■ PAGE TEXT ■
★ ★ ★ ★
The Board has constituted following Committees to take informed decisions in the best interests of the
Company in accordance with the provisions of the Companies Act, 2013 and the SEBI Listing Regulations:

• Audit Committee

• Nomination and Remuneration Committee

• Corporate Social Responsibility Committee

• Stakeholders Relationship Committee

• Risk Management Committee

Number of meetings held during the year under review and other related details are set out in the Corporate
Governance Report.

All the recommendations of the Committees have been accepted by the Board during the year under
review.

CORPORATE SOCIAL RESPONSIBILITY (CSR)

During the financial year ended March 31,2025, the Corporate Social Responsibility ("CSR") Committee was
duly constituted. Further, as on March 31,2025, the CSR Committee comprised of Ms. Khushboo C. Doshi,
Managing Director as Chairperson, Mr. Rajesh N. Doshi and Dr. Shital B. Badshah as the members of the
Committee.

Detailed terms of reference of the CSR Committee are provided in the Corporate Governance Report,
which forms an integral part of this Report. Your Company has also formulated a CSR Policy, which is
available on the website of your Company at www.rajoo.com .
★ ★ ★ ★
Records in a dataset

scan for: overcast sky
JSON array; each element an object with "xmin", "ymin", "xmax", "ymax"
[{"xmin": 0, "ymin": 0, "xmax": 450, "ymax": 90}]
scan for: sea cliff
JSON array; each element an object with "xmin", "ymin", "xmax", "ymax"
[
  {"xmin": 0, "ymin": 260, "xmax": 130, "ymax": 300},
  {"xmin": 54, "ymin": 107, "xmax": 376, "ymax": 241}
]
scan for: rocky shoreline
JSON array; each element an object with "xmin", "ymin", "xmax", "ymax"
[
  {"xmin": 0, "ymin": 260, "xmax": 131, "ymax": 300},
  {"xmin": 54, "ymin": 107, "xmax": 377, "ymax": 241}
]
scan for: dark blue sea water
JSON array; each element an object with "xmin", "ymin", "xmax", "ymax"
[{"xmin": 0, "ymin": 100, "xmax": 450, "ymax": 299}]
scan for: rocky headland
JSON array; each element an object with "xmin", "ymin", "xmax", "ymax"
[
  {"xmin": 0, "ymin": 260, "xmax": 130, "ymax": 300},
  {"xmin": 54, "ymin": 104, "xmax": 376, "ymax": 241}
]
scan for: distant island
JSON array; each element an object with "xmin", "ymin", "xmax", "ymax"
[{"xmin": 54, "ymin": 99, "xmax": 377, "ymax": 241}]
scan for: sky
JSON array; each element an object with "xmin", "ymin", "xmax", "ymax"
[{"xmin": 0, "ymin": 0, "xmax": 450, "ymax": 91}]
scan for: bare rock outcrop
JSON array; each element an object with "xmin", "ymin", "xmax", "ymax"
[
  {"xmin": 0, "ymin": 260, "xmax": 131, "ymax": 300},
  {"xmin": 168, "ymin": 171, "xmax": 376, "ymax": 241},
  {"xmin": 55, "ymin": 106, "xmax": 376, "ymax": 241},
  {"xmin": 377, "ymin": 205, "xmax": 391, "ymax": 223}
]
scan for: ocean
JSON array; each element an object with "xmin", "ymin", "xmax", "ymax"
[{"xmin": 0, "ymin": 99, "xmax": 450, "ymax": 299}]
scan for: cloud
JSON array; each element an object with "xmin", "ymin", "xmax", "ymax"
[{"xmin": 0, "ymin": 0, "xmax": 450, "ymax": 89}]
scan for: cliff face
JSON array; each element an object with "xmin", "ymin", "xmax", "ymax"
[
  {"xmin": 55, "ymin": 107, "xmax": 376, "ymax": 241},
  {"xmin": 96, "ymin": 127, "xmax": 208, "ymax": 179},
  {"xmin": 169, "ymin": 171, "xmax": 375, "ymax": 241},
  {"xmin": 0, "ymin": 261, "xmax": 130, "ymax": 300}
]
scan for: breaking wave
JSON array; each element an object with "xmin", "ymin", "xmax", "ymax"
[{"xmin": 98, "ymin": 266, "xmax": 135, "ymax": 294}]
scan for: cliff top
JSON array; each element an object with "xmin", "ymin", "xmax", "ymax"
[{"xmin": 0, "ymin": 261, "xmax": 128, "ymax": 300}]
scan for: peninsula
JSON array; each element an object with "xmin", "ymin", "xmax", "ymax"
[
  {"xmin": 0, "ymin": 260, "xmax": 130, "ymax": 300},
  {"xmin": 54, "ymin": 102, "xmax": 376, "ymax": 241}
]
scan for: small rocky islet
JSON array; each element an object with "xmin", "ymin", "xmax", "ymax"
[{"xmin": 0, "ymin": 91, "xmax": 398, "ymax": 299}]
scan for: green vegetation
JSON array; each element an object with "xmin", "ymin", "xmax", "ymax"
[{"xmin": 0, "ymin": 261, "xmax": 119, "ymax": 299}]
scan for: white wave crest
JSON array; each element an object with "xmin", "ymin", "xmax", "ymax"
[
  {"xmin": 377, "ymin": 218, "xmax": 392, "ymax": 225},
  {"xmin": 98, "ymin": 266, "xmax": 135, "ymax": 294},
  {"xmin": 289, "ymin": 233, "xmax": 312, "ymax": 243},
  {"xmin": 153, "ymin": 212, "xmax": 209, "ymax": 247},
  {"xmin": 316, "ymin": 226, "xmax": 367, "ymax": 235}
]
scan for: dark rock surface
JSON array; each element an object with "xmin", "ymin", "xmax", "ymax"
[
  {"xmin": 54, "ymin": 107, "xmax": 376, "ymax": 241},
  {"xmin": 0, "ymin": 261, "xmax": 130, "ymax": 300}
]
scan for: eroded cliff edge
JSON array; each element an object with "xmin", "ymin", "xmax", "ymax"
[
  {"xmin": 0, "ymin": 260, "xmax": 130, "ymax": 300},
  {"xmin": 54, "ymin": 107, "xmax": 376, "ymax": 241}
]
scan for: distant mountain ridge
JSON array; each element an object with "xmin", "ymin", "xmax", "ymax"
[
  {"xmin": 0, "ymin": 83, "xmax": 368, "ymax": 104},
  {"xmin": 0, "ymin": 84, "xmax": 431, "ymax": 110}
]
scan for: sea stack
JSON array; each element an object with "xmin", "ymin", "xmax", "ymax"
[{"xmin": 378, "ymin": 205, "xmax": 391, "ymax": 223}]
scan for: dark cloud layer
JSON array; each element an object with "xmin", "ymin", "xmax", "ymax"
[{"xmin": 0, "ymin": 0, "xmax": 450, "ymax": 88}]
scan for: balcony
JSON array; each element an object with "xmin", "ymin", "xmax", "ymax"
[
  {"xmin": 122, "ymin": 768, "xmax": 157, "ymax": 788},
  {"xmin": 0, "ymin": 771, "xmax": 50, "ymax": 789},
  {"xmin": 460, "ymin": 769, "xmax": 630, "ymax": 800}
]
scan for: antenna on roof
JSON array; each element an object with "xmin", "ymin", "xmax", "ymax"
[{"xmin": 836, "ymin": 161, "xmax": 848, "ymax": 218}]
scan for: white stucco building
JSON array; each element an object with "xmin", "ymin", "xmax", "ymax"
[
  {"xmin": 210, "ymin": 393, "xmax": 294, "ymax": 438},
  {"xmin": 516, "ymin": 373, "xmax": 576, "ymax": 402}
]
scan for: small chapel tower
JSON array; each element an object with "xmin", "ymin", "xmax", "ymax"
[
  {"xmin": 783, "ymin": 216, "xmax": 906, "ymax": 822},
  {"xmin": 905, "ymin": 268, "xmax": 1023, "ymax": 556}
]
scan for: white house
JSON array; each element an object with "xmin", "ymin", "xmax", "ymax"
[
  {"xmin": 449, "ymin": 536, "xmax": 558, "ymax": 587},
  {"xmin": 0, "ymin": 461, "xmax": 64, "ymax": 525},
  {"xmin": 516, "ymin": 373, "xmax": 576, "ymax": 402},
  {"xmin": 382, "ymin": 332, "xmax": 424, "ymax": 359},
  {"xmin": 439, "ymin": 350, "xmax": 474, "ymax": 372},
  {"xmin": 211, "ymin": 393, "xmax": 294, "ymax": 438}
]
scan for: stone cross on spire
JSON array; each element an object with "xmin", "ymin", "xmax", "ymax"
★ ★ ★ ★
■ PROBLEM STATEMENT ■
Continue the annual report excerpt on board committees and corporate social responsibility, starting right after its final sentence.

■ RESULT OF THIS TASK ■
Further, Annual Report on CSR activities as required under the Companies (Corporate Social Responsibility
Policy) Rules, 2014, as amended ("CSR Rules") is annexed as Annexure - I and forms an integral part of this
Report.

MANAGEMENT'S DISCUSSION AND ANALYSIS REPORT

Management Discussion and Analysis Report for the financial year ended March 31, 2025, as stipulated
under Regulation 34 (2) (e) read with Schedule V of the SEBI Listing Regulations, part of the Annual Report.

CORPORATE GOVERNANCE REPORT

Pursuant to Regulation 34 (3) read with Schedule V of the SEBI Listing Regulations, the Corporate Governance
Report and the Auditor's Certificate regarding compliance of conditions of Corporate Governance are
annexed and made part of the Annual Report.

BUSINESS RESPONSIBILITY AND SUSTAINABILITY REPORT (BRSR)

As a manufacturing enterprise, your Company strives to produce high-quality, safe, and sustainable
products that are accessible, affordable, and environmentally responsible. The Company is dedicated to
minimizing its environmental footprint by optimizing the use of natural resources, adopting energy-efficient
technologies, to ensure resource availability for future generations.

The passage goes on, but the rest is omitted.